Your instructions = Find and copy each line of the records where the string "instance" shows up.

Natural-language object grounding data
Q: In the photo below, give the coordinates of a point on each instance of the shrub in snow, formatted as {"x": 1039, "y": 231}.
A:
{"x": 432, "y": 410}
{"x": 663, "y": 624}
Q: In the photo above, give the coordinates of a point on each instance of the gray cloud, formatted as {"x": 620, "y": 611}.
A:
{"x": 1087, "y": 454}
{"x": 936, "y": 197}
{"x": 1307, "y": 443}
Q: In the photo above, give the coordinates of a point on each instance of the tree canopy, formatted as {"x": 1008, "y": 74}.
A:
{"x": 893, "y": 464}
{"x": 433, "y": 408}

Result of this task =
Q: In the photo below, give the coordinates of a point on each instance of the shrub in snow, formatted as {"x": 1039, "y": 231}.
Q: In the photo above, give the coordinates of a point on each instance of the gray cloud, formatted as {"x": 620, "y": 611}.
Q: In the photo above, give the coordinates of a point on each instance of the tree canopy, formatted as {"x": 1008, "y": 74}.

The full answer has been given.